**Dataset**

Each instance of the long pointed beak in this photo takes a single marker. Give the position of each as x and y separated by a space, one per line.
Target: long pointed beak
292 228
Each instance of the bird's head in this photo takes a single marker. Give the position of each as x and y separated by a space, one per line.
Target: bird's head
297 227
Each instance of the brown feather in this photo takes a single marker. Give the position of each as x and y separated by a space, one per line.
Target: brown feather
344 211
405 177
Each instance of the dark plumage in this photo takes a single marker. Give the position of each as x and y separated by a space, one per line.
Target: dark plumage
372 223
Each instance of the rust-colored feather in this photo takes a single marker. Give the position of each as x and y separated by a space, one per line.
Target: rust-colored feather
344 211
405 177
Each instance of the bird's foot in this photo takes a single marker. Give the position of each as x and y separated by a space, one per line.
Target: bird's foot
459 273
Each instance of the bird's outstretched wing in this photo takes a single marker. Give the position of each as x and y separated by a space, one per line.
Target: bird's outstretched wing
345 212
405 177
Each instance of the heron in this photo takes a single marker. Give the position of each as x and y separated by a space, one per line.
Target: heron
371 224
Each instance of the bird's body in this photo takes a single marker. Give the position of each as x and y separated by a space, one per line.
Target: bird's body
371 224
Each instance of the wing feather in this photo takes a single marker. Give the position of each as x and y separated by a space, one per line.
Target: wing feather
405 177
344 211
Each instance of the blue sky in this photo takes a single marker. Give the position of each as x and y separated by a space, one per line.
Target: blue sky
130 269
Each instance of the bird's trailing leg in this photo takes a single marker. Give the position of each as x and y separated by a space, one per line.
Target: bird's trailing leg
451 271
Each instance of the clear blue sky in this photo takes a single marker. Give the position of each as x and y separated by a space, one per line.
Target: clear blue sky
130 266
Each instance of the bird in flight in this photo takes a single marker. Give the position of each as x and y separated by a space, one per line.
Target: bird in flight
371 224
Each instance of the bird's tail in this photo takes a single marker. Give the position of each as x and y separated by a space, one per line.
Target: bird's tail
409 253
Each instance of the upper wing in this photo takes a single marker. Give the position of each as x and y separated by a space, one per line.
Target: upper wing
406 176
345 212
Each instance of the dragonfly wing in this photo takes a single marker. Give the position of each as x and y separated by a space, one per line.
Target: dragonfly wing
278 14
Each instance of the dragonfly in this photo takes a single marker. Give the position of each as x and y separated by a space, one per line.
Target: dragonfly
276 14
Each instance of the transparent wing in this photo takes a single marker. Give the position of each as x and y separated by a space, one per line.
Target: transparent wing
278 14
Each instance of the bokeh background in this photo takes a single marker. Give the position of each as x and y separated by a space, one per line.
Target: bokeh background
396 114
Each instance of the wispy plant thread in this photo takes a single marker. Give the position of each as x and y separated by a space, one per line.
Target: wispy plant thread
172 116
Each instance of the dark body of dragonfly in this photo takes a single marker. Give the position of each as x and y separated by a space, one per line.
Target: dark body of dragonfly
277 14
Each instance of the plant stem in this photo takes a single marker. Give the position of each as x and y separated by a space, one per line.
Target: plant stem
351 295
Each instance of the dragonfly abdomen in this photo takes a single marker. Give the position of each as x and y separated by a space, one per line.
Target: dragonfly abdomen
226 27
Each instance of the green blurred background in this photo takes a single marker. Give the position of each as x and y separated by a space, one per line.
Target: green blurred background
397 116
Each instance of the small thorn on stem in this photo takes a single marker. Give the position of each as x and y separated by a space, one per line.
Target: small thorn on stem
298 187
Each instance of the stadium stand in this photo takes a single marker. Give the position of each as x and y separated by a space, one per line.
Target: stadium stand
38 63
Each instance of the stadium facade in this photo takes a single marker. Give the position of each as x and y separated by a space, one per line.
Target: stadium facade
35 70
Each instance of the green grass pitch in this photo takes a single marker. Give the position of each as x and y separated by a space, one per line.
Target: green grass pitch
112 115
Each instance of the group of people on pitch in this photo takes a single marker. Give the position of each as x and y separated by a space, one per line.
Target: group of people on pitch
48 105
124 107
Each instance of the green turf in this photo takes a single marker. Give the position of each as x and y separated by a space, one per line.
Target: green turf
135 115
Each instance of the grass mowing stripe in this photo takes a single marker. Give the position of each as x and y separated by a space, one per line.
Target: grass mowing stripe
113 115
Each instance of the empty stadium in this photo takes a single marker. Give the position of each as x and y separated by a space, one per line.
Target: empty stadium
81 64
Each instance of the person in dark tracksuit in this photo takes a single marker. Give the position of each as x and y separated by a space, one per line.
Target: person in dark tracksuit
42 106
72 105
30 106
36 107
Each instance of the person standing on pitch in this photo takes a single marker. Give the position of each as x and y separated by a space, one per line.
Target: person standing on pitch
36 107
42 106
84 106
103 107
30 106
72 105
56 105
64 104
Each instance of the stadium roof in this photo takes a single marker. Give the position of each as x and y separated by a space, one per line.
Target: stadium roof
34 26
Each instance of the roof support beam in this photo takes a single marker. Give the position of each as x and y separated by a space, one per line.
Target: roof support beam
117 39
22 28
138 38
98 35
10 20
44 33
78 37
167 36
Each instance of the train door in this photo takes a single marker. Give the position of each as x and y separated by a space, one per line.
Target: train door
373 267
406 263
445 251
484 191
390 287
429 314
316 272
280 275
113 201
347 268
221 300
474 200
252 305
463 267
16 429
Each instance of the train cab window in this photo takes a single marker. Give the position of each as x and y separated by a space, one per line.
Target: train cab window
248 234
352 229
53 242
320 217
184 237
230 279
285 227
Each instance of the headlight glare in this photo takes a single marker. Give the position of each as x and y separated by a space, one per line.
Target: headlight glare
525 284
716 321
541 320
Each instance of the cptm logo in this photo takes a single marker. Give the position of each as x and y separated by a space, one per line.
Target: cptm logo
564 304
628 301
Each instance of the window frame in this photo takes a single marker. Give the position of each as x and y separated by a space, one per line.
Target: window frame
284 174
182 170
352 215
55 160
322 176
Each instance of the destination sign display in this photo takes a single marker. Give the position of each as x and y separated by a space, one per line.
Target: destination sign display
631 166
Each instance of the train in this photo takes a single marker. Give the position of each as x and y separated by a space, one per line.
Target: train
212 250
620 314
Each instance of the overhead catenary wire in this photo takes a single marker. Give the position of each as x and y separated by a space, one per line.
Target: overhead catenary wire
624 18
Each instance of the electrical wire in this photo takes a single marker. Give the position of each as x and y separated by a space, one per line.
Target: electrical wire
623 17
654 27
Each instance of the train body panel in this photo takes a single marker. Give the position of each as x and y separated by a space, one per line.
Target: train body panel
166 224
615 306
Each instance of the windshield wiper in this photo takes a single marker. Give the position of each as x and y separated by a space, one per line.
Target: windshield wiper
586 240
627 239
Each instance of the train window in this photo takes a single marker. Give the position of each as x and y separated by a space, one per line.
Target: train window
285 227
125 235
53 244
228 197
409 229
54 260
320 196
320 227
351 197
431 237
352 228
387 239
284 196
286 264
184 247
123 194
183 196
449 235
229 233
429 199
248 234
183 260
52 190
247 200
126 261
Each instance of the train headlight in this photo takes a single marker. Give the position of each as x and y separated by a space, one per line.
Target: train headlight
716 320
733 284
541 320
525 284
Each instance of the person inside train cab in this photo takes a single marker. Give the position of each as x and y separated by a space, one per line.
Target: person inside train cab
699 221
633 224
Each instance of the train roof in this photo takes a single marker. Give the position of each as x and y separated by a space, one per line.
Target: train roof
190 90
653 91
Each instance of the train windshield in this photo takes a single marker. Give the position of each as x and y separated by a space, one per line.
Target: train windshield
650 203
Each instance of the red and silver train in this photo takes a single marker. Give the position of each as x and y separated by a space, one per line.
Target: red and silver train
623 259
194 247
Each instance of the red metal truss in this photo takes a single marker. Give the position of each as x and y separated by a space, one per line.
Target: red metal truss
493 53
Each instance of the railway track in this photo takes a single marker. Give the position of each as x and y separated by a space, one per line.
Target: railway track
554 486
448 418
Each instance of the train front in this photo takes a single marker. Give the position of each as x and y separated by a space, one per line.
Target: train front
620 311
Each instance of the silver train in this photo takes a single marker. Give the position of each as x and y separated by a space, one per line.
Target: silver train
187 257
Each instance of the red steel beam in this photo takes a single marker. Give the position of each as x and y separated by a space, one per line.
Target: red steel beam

**Objective**
Find the line containing "Each instance of the red metal" in the material above. Print it and every line after it through the end, exactly and only those.

**Result of this exercise**
Each instance of the red metal truss in this photo takes a single marker. Give the position of each as x and y separated by a space, one per line.
Target: red metal truss
493 53
Each instance of the railway track in this photo takes a single marker. Give the position of each as x and y separated by a space, one per line.
Target: railway track
554 486
448 418
Each instance of the train front in this photo takes a single marker. Give the position of each as x and y separated by a space, one per line.
Target: train front
620 311
Each instance of the silver train in this photo takes a single marker. Give the position of each as x and y separated by a space, one per line.
Target: silver train
187 257
Each instance of the red steel beam in this photo takes a single marker. Give the position of each as x and y separated by a space, one per line.
Target: red steel beam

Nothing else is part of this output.